Record list:
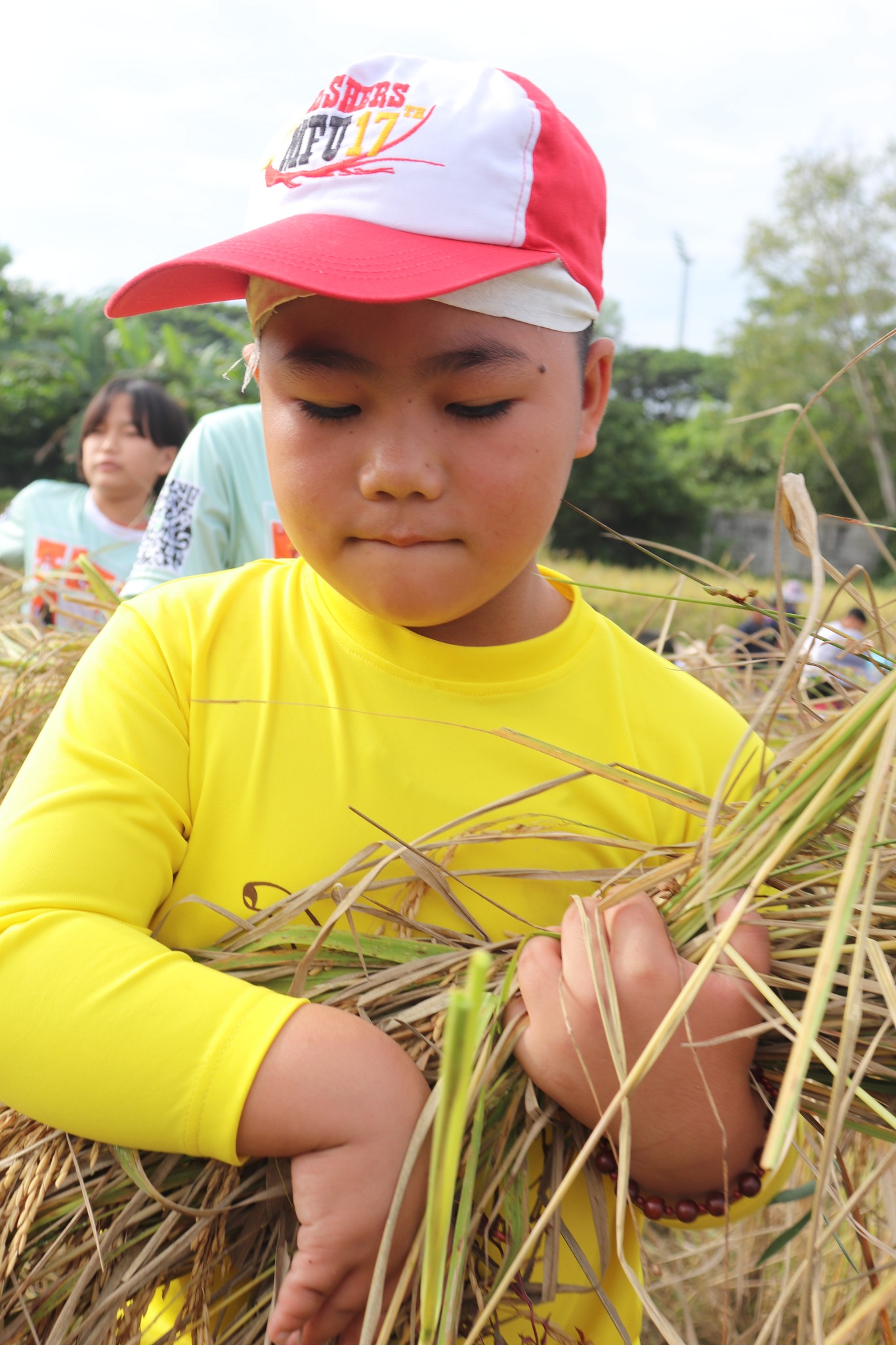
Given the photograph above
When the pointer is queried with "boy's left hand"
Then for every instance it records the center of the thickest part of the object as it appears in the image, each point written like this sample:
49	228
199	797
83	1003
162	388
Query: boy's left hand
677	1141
==
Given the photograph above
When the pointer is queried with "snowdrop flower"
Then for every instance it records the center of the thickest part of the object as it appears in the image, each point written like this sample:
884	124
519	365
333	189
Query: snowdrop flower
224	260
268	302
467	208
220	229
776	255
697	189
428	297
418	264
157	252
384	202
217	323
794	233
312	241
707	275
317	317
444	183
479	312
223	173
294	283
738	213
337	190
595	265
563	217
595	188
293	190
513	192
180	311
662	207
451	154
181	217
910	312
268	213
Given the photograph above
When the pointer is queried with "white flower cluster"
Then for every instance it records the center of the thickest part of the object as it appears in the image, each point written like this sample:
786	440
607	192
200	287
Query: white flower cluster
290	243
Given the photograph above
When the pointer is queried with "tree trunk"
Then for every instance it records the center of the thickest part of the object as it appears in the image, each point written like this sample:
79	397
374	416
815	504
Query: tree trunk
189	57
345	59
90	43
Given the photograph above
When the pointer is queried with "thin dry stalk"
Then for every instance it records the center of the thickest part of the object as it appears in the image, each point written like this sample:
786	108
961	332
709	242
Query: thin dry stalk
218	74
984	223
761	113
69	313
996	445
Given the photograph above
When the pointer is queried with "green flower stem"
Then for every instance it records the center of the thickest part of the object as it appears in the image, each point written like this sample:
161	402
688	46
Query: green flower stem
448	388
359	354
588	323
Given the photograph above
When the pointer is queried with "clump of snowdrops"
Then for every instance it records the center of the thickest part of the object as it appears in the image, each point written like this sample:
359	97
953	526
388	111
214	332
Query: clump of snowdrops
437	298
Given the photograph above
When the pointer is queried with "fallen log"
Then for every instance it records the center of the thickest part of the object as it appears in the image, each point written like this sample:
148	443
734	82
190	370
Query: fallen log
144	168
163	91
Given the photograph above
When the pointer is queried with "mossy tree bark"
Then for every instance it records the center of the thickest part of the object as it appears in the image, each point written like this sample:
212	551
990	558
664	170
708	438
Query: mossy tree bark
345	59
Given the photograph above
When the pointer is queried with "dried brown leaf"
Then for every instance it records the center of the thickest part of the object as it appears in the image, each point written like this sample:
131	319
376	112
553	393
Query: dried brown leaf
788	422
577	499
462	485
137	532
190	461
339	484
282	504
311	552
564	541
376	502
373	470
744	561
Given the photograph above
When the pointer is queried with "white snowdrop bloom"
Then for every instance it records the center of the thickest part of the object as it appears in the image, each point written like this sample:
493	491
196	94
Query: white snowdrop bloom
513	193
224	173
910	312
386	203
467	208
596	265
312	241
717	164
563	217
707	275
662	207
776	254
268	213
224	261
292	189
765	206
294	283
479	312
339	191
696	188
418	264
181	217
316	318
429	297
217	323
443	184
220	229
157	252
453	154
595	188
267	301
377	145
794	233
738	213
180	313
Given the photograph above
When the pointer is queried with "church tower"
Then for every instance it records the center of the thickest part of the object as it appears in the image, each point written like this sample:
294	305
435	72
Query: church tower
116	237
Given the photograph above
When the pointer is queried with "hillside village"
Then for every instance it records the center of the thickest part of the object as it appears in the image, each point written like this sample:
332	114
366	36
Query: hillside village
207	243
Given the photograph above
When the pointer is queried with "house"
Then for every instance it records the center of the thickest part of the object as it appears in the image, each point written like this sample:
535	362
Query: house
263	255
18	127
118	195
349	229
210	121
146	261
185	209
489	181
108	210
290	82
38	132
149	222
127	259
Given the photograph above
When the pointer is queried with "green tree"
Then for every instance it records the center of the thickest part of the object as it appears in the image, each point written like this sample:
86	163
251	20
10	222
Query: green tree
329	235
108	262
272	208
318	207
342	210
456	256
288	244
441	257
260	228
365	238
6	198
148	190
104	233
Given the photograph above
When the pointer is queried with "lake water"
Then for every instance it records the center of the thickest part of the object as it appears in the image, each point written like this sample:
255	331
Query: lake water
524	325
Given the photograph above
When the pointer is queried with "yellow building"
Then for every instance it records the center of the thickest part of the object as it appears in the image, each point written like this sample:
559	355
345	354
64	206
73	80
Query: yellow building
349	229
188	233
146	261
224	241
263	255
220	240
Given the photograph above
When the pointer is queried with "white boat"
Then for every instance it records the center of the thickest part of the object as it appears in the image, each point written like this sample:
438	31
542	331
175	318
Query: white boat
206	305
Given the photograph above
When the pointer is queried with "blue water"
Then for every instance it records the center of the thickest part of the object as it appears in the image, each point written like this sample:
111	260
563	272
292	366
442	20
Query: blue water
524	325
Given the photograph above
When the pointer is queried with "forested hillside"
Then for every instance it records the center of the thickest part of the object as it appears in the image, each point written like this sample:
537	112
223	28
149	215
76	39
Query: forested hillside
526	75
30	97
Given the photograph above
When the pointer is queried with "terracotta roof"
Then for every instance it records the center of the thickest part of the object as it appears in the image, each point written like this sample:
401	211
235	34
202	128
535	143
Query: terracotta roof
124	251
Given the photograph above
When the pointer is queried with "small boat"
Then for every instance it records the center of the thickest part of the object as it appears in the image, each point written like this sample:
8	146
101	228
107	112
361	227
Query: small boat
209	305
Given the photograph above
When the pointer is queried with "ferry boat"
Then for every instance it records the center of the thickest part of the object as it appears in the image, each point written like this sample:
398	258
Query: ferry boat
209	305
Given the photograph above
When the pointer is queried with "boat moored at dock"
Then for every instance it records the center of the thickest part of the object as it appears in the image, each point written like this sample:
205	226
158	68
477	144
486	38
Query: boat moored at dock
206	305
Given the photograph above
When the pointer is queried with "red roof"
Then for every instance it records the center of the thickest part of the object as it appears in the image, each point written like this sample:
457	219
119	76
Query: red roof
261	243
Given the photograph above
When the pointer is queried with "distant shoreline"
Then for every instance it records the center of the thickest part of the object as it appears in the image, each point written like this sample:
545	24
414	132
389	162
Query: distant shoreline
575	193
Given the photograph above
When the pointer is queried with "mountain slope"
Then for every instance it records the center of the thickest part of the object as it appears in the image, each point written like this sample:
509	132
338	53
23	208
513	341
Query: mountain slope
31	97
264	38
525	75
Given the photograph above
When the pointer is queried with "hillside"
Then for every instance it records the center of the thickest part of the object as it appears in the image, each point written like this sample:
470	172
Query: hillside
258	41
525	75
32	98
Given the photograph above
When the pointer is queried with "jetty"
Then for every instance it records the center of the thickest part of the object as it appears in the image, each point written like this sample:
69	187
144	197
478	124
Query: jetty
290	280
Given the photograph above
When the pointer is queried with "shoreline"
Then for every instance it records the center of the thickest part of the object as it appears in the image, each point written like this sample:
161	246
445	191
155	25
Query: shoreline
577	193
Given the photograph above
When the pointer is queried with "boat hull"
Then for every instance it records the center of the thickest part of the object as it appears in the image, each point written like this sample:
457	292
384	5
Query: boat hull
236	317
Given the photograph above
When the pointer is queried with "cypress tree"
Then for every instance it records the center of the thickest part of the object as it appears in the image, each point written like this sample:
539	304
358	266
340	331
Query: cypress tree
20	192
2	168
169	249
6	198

To be done: Gather every line of the data above that contains the word "bark", treating uppercase and lowercase letters as distinct.

Answer to this problem:
When the pointer is queried with "mossy tree bark"
Query: mossy tree bark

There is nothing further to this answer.